Please present every one of the records below as a Markdown table with the columns "Row" and "Line", numbering each line and leaving out blank lines.

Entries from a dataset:
★ ★ ★ ★
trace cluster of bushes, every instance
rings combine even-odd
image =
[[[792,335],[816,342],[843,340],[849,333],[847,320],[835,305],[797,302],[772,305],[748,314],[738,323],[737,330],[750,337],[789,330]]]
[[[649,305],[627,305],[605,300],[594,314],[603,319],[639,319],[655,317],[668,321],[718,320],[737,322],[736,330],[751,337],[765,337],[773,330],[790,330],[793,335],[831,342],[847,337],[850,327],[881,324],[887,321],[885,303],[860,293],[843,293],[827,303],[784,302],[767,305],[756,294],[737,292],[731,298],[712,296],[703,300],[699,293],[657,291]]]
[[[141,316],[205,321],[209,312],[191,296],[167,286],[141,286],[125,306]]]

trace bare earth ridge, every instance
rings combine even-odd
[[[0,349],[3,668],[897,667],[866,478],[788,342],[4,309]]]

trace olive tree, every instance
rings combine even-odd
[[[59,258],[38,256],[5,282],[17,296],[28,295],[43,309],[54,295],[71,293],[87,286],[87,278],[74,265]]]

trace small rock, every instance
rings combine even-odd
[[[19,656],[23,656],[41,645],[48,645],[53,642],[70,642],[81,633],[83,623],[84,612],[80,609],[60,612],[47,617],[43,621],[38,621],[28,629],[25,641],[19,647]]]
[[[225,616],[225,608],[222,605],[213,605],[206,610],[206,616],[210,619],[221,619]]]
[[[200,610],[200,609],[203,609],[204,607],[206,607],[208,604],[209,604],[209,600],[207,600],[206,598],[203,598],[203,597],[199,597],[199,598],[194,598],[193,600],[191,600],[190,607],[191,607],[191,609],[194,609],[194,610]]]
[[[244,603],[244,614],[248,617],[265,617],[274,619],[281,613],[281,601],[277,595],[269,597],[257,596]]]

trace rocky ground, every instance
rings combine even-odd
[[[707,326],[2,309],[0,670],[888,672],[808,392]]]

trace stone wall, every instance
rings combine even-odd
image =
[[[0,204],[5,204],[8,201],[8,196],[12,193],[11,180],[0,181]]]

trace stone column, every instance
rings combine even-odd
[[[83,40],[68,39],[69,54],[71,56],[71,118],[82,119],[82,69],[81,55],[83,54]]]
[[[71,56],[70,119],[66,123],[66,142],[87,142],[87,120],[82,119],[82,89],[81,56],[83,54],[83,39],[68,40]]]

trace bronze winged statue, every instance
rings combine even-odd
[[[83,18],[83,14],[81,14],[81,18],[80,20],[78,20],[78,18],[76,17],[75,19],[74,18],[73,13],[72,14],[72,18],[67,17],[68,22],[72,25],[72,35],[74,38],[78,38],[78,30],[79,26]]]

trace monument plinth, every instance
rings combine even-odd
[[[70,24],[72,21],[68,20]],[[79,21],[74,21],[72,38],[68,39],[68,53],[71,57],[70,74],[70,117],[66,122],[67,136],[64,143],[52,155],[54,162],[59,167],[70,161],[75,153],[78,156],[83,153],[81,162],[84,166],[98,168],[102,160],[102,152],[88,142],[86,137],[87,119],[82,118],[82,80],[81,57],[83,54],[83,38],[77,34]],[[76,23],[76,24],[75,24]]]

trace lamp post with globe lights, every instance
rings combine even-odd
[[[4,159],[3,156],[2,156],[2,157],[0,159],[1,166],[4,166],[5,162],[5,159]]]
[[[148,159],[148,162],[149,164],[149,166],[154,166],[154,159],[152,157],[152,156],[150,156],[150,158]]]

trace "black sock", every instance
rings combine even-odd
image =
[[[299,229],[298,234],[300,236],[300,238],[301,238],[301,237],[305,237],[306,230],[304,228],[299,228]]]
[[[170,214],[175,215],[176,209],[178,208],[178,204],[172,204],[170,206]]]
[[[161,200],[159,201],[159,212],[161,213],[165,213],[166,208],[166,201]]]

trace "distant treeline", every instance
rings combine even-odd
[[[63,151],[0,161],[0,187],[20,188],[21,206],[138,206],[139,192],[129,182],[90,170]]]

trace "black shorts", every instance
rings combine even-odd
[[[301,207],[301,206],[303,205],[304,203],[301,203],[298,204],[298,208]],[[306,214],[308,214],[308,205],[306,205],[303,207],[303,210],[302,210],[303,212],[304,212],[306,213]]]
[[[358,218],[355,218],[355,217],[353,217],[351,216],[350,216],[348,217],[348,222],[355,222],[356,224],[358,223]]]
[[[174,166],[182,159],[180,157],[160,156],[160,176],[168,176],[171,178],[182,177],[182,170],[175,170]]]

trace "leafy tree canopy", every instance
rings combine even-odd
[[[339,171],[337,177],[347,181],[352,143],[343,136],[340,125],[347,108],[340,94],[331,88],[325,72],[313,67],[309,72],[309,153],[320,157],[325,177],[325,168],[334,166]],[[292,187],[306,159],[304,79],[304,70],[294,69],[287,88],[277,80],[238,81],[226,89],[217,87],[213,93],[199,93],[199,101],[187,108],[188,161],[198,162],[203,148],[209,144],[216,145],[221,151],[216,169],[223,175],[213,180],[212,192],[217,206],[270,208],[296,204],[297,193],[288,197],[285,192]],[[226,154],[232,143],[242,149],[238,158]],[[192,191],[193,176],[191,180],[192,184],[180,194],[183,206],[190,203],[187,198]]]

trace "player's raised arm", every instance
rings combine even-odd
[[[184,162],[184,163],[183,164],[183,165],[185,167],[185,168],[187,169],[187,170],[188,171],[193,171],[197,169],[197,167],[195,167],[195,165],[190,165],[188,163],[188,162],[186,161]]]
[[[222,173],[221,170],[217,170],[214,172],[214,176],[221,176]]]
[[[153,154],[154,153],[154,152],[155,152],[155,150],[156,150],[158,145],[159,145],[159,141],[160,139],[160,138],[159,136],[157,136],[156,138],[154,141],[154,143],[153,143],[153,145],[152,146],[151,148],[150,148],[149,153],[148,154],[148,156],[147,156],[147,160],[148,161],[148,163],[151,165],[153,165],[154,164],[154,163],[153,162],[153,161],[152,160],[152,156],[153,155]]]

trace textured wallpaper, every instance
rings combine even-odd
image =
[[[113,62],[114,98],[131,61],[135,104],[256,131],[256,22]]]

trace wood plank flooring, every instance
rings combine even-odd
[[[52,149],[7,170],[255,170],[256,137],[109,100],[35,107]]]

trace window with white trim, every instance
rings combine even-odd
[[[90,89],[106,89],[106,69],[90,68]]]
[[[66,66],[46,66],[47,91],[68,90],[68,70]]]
★ ★ ★ ★
**Result below**
| Row | Line |
|---|---|
| 1 | trace cluster of bushes, every instance |
| 2 | rings combine even-odd |
| 3 | image = |
| 4 | [[[792,335],[816,342],[843,340],[849,333],[847,320],[835,305],[797,302],[772,305],[748,314],[738,323],[737,330],[750,337],[789,330]]] |
| 5 | [[[649,305],[627,305],[605,300],[594,314],[603,319],[639,319],[655,317],[668,321],[718,320],[737,322],[736,330],[751,337],[765,337],[773,330],[790,330],[793,335],[831,342],[847,337],[850,327],[881,324],[887,321],[885,303],[860,293],[843,293],[827,303],[784,302],[767,305],[756,294],[737,292],[731,298],[712,296],[703,300],[699,293],[657,291]]] |
| 6 | [[[141,316],[205,321],[209,312],[191,296],[167,286],[141,286],[125,306]]] |
| 7 | trace bare earth ridge, every instance |
| 8 | rings combine even-odd |
| 9 | [[[0,349],[3,668],[897,667],[866,478],[788,342],[4,309]]] |
| 10 | trace olive tree, every instance |
| 11 | rings combine even-odd |
| 12 | [[[59,258],[38,256],[5,282],[17,296],[28,295],[43,309],[54,295],[71,293],[87,286],[87,278],[74,265]]] |
| 13 | trace small rock, every instance |
| 14 | rings combine even-odd |
| 15 | [[[19,656],[23,656],[41,645],[48,645],[53,642],[70,642],[81,633],[83,623],[84,612],[80,609],[60,612],[47,617],[43,621],[38,621],[28,629],[25,641],[19,647]]] |
| 16 | [[[225,616],[225,608],[222,605],[213,605],[206,610],[206,616],[210,619],[221,619]]] |
| 17 | [[[200,610],[200,609],[203,609],[204,607],[206,607],[208,604],[209,604],[209,600],[207,600],[206,598],[203,598],[203,597],[199,597],[199,598],[194,598],[193,600],[191,600],[190,607],[191,607],[191,609],[194,609],[194,610]]] |
| 18 | [[[244,603],[244,614],[248,617],[265,617],[274,619],[281,613],[281,601],[277,595],[269,597],[257,596]]] |
| 19 | trace rocky ground, every instance |
| 20 | rings combine even-odd |
| 21 | [[[707,326],[2,309],[0,670],[888,672],[808,392]]] |
| 22 | trace stone wall, every instance |
| 23 | rings combine even-odd |
| 24 | image = |
| 25 | [[[0,204],[5,204],[8,201],[8,196],[12,193],[11,180],[0,181]]] |
| 26 | trace stone column, every instance |
| 27 | rings combine even-odd |
| 28 | [[[83,40],[68,39],[69,54],[71,56],[71,118],[82,119],[82,69],[81,55],[83,54]]] |
| 29 | [[[71,56],[70,119],[66,123],[66,142],[87,142],[87,120],[82,119],[82,89],[81,56],[83,54],[83,39],[68,40]]] |
| 30 | trace bronze winged statue, every instance |
| 31 | rings combine even-odd |
| 32 | [[[83,18],[83,14],[81,14],[81,18],[80,20],[78,20],[78,18],[76,17],[75,19],[74,18],[73,13],[72,14],[72,18],[67,17],[68,22],[72,25],[72,35],[74,38],[78,38],[78,30],[79,26]]] |
| 33 | trace monument plinth, every instance |
| 34 | rings combine even-odd |
| 35 | [[[70,24],[72,21],[68,20]],[[79,21],[74,21],[72,38],[68,39],[68,53],[71,57],[70,74],[70,117],[66,122],[67,136],[64,143],[52,155],[54,162],[59,167],[70,161],[75,153],[78,156],[83,153],[81,162],[84,166],[98,168],[102,160],[102,152],[88,142],[86,137],[87,119],[82,118],[82,80],[81,57],[83,54],[83,38],[77,34]],[[76,23],[76,24],[75,24]]] |
| 36 | trace lamp post with globe lights, every instance |
| 37 | rings combine even-odd |
| 38 | [[[4,159],[3,156],[2,156],[2,157],[0,159],[1,166],[4,166],[5,162],[5,159]]] |
| 39 | [[[148,159],[148,162],[149,164],[149,166],[154,166],[154,159],[152,157],[152,156],[150,156],[150,158]]] |
| 40 | trace "black sock", every instance |
| 41 | rings combine even-odd |
| 42 | image = |
| 43 | [[[299,229],[298,234],[300,236],[300,238],[301,238],[301,237],[305,237],[306,230],[304,228],[299,228]]] |
| 44 | [[[170,214],[175,215],[176,209],[178,208],[178,204],[172,204],[170,206]]] |
| 45 | [[[161,200],[159,201],[159,212],[161,213],[165,213],[166,208],[166,201]]] |
| 46 | trace "distant treeline", every instance |
| 47 | rings combine even-odd |
| 48 | [[[63,151],[0,161],[0,187],[20,188],[21,206],[138,206],[139,192],[129,182],[90,170]]] |
| 49 | trace "black shorts", every instance |
| 50 | rings combine even-odd |
| 51 | [[[301,207],[301,206],[303,205],[304,203],[301,203],[298,204],[298,208]],[[306,214],[308,214],[308,205],[306,205],[303,207],[303,210],[302,210],[303,212],[304,212],[306,213]]] |
| 52 | [[[358,218],[355,218],[355,217],[353,217],[351,216],[350,216],[348,217],[348,222],[355,222],[356,224],[358,223]]] |
| 53 | [[[174,166],[182,159],[180,157],[160,156],[160,176],[168,176],[171,178],[182,177],[182,170],[175,170]]] |
| 54 | trace "leafy tree canopy", every instance |
| 55 | rings combine even-odd |
| 56 | [[[339,171],[337,177],[347,181],[352,143],[343,136],[340,125],[347,108],[340,94],[331,88],[325,72],[313,67],[309,72],[309,153],[320,157],[325,177],[325,168],[334,166]],[[292,187],[306,159],[304,79],[304,70],[294,69],[287,88],[277,80],[238,81],[226,89],[217,87],[213,93],[199,93],[199,101],[187,108],[188,161],[198,162],[203,148],[209,144],[216,145],[221,151],[216,169],[223,175],[213,180],[212,192],[217,206],[270,208],[296,204],[297,193],[288,197],[285,192]],[[226,154],[232,143],[242,149],[238,158]],[[192,191],[193,176],[191,180],[192,184],[180,194],[183,206],[190,203],[187,198]]] |
| 57 | trace "player's raised arm", every instance |
| 58 | rings combine even-odd |
| 59 | [[[184,162],[184,163],[183,164],[183,165],[185,167],[185,168],[187,169],[187,170],[188,171],[193,171],[197,169],[197,167],[195,167],[195,165],[190,165],[188,163],[188,162],[186,161]]] |
| 60 | [[[222,173],[221,170],[217,170],[214,172],[214,176],[221,176]]] |
| 61 | [[[153,154],[154,153],[154,152],[155,152],[155,150],[156,150],[158,145],[159,145],[159,141],[160,139],[160,138],[159,136],[157,136],[156,138],[154,141],[154,143],[153,143],[153,145],[152,146],[151,148],[150,148],[149,153],[148,154],[148,156],[147,156],[147,160],[148,161],[148,163],[151,165],[153,165],[154,164],[154,163],[153,162],[153,161],[152,160],[152,156],[153,155]]] |
| 62 | trace textured wallpaper, every instance |
| 63 | rings combine even-odd |
| 64 | image = |
| 65 | [[[113,62],[114,98],[131,61],[135,104],[256,131],[256,22]]] |
| 66 | trace wood plank flooring, every instance |
| 67 | rings combine even-odd |
| 68 | [[[52,149],[7,170],[255,170],[256,137],[109,100],[35,107]]] |
| 69 | trace window with white trim, every instance |
| 70 | rings combine even-odd |
| 71 | [[[90,89],[106,89],[106,69],[90,68]]] |
| 72 | [[[66,66],[46,66],[47,91],[68,90],[68,70]]] |